▸ **TEXTE DE RÉFÉRENCE**:
▼
Dans leurs dernières conclusions signifiées le 11 mai 2015, M. X, Mme Laurence W et la société Holding Développement Gestion Coiffure demandent à la cour de constater que M. J.C. Aubry, dirigeant de la société Sergio Bossi est à l'initiative de la résiliation anticipée de la convention régularisée le 1er janvier 2010 avec la société SB 11, de constater que la résiliation anticipée n'est pas intervenue dans les conditions prévues par le protocole régularisé le 13 novembre 2011, en conséquence, d'infirmer le jugement déféré, de dire et juger que la société Sergio Bossi est seule tenue à l'indemnisation liée à la rupture du contrat du 1Er janvier 2010, de débouter la société Sergio Bossi de ses demandes, de la condamner à leur payer une somme de 10 000 euros au titre de l'article 700 du code de procédure civile, ainsi qu'aux dépens.

SUR CE
Le souci d'une bonne administration la justice conduira à joindre les deux instances.
Sur demande de la société SB11 en paiement de factures
La société Sergio Bossi excipe de l'exception d'inexécution pour refuser de régler les factures de la société SB11 au motif que les prestations correspondantes ne seraient pas justifiées.
▲
▸ **DONNÉES FOURNIES**:
▼
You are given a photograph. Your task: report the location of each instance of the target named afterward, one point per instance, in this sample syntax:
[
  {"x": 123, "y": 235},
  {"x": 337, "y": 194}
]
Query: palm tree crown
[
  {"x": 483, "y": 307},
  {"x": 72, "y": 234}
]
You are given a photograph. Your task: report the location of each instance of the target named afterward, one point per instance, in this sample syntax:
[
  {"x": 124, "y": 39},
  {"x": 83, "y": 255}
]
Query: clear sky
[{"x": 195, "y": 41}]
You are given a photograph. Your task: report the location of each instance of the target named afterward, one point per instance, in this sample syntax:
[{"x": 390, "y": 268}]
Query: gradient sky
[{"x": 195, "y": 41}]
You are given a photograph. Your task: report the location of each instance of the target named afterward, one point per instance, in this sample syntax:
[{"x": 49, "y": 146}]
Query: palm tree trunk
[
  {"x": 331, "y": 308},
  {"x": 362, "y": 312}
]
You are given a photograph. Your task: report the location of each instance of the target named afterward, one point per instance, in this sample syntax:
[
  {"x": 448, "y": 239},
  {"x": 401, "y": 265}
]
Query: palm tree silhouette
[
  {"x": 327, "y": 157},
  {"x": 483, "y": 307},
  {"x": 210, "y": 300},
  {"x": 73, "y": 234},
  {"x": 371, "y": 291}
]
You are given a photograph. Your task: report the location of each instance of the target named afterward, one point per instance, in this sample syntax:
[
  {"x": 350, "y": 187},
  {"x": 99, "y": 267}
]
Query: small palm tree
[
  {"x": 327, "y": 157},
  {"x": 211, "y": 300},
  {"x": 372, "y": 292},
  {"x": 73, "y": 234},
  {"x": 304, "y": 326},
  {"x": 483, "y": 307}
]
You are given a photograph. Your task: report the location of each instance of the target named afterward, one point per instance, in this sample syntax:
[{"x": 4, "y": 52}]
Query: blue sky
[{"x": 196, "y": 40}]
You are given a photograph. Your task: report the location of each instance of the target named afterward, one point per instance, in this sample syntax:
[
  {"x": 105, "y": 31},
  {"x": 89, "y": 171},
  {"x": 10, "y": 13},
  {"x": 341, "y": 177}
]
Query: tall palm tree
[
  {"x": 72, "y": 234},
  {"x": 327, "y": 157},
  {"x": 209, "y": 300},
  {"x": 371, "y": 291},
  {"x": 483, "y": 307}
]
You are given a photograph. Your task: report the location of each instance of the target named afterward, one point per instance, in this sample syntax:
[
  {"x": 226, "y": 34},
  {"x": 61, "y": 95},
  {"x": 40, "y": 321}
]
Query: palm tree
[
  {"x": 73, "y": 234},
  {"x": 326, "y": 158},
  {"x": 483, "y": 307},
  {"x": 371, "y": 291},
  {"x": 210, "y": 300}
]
▲
▼
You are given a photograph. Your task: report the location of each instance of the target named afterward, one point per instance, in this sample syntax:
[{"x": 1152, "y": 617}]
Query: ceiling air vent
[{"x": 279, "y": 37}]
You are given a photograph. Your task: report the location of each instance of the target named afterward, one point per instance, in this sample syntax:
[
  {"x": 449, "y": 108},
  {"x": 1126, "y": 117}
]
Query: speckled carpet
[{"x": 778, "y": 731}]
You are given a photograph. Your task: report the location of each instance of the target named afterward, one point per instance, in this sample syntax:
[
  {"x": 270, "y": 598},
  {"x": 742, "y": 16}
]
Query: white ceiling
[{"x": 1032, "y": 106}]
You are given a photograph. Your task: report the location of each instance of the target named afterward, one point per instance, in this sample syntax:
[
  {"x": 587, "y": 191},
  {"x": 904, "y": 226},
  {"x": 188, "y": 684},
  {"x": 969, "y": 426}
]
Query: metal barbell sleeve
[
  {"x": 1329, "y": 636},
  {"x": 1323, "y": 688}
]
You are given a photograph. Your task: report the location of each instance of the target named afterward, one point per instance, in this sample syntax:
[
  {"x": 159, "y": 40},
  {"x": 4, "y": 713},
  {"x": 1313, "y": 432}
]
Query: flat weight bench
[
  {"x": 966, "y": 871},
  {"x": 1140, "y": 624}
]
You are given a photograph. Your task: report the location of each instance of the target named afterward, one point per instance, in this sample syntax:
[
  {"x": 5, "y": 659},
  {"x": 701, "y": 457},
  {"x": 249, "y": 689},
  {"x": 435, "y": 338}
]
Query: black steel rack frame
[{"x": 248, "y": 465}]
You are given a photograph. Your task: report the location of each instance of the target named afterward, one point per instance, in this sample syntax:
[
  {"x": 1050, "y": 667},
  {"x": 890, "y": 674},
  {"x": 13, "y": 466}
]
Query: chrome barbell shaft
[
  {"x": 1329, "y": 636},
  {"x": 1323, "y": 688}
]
▲
▼
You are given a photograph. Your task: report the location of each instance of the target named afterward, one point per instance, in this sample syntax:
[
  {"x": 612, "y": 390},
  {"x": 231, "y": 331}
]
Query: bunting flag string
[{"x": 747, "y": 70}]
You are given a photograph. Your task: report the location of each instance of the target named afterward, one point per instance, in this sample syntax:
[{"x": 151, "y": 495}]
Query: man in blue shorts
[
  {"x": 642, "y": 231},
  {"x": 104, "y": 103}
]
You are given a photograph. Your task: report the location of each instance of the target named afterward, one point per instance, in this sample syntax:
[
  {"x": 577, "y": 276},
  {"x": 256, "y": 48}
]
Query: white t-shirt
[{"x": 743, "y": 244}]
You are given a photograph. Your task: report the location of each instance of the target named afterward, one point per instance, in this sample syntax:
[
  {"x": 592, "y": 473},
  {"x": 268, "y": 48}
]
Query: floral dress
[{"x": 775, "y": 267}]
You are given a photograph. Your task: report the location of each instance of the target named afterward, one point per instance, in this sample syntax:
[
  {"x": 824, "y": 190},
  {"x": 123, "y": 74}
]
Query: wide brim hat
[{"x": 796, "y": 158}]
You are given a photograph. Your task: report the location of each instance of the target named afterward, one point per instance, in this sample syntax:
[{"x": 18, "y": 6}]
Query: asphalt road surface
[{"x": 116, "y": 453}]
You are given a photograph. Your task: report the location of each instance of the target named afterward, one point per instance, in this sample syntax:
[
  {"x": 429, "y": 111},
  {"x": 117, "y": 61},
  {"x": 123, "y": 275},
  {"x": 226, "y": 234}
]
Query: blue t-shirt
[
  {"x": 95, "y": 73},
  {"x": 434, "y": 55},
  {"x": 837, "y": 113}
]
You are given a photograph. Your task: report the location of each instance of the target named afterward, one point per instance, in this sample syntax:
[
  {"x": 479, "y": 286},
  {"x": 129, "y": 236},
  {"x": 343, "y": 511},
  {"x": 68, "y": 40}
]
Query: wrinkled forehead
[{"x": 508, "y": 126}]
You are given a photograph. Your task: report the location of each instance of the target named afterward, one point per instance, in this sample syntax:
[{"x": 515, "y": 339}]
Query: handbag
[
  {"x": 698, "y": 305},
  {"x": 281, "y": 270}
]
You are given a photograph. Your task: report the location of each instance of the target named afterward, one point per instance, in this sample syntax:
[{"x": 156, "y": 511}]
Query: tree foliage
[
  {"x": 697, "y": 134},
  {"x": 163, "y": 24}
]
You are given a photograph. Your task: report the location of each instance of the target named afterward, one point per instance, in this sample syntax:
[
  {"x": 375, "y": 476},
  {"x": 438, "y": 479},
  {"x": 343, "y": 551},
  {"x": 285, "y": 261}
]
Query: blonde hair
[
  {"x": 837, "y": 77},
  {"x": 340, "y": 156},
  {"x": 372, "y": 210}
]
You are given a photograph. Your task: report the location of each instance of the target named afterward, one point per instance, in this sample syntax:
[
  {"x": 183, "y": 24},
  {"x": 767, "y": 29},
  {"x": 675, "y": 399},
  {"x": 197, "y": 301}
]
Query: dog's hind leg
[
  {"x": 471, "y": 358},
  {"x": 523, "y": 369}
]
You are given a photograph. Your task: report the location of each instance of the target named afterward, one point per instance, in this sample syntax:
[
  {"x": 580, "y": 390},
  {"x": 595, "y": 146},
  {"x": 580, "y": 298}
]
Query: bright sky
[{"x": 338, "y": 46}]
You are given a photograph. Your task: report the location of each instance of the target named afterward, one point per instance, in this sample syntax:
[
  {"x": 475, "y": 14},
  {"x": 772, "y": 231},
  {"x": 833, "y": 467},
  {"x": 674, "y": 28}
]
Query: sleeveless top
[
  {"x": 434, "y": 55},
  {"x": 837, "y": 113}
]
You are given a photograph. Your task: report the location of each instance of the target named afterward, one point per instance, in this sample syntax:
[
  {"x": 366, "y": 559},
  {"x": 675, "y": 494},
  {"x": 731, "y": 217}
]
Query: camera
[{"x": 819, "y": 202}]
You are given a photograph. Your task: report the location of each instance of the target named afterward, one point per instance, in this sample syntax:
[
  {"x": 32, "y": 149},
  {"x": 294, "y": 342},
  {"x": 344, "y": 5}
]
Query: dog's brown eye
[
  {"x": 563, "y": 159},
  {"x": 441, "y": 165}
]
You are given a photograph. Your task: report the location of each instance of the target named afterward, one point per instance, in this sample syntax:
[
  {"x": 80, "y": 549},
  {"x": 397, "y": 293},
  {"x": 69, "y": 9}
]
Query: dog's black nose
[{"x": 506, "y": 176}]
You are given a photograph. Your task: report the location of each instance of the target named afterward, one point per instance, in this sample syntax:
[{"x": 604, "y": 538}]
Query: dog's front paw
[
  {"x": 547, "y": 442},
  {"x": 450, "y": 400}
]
▲
▸ **OBJECTIF DE LA TÂCHE**:
Rédigez la suite de la décision de justice sur le litige opposant les sociétés Sergio Bossi et SB11, à partir de la dernière phrase reproduite.

▸ **RÉPONSE ATTENDUE**:
Mais il sera relevé après les premiers juges que la société Sergio Bossi se trouvait liée à la société SB11 par un contrat du 1er janvier 2010 qui n'a jamais fait l'objet de réserves quant à la réalité et la qualité des prestations de la société SB11 antérieurement à la cession de la société Sergio Bossi, que les nouveaux acquéreurs de cette dernière avaient parfaitement connaissance de l'économie générale de cette convention avant la cession, comme cela résulte des termes mêmes du protocole du 13 novembre 2011 par lequel les parties sont convenues d'y mettre un terme sous diverses conditions, que ce protocole n'est pas opposable à la société SB11 qui n'y était pas partie et que la société SB11 justifie par de nombreuses pièces au débat de la réalité des prestations accomplies durant la période litigieuse dans les termes du contrat de fournitures de service lui ayant confié des missions notamment de développement, de gestion et d'animation commerciale du réseau Sergio ....
En cet état le jugement déféré sera confirmé en ce qu'il a dit que la société Sergio Bossi était mal fondée en son exception d'inexécution et que les factures présentées et justifiées des mois de décembre 2011 au mois d'avril 2012 étaient dues.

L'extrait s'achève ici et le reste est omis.